Yönerge ve koşullar
Aşağıdaki kayıtlarda "Locate the man's nose, then" ifadesini içeren satırdan başlayıp "[[504, 106], [272, 10]]" ifadesini içeren satırdan sonra duran bölümü, her satırıyla eksiksiz yeniden yazar mısın? Yalnızca bu satırları ver ve her "Target" satırının altındaki koordinatları 105 artır.

Gösterilen kayıtlar

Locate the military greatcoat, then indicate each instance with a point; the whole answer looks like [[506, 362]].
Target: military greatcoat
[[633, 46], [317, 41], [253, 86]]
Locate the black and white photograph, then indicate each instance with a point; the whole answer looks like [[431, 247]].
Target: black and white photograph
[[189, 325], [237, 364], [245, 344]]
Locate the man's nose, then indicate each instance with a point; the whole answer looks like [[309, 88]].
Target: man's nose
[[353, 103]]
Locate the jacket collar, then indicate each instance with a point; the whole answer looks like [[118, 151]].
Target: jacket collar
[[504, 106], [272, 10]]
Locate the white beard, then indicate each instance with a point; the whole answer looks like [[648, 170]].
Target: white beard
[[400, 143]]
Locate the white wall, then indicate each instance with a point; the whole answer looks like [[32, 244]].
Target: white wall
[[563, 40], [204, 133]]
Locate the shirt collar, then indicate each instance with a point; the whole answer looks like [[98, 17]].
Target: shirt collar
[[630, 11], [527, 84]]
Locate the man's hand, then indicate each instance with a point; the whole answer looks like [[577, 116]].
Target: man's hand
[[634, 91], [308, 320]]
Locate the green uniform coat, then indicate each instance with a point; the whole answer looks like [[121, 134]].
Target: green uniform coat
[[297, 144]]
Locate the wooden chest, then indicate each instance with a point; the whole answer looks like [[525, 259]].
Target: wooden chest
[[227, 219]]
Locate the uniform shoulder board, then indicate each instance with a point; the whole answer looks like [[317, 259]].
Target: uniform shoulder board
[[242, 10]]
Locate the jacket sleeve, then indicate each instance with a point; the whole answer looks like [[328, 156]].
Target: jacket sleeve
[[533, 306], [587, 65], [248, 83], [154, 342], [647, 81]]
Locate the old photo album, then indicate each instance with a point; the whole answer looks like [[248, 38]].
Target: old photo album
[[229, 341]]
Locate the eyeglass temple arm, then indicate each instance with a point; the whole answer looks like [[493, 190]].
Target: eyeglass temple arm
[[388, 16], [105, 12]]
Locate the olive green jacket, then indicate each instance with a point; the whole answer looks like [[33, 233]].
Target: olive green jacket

Alıştırma çıktısı
Locate the man's nose, then indicate each instance with a point; the whole answer looks like [[309, 88]].
Target: man's nose
[[458, 208]]
Locate the jacket collar, then indicate each instance with a point; the whole answer looks like [[118, 151]].
Target: jacket collar
[[609, 211], [377, 115]]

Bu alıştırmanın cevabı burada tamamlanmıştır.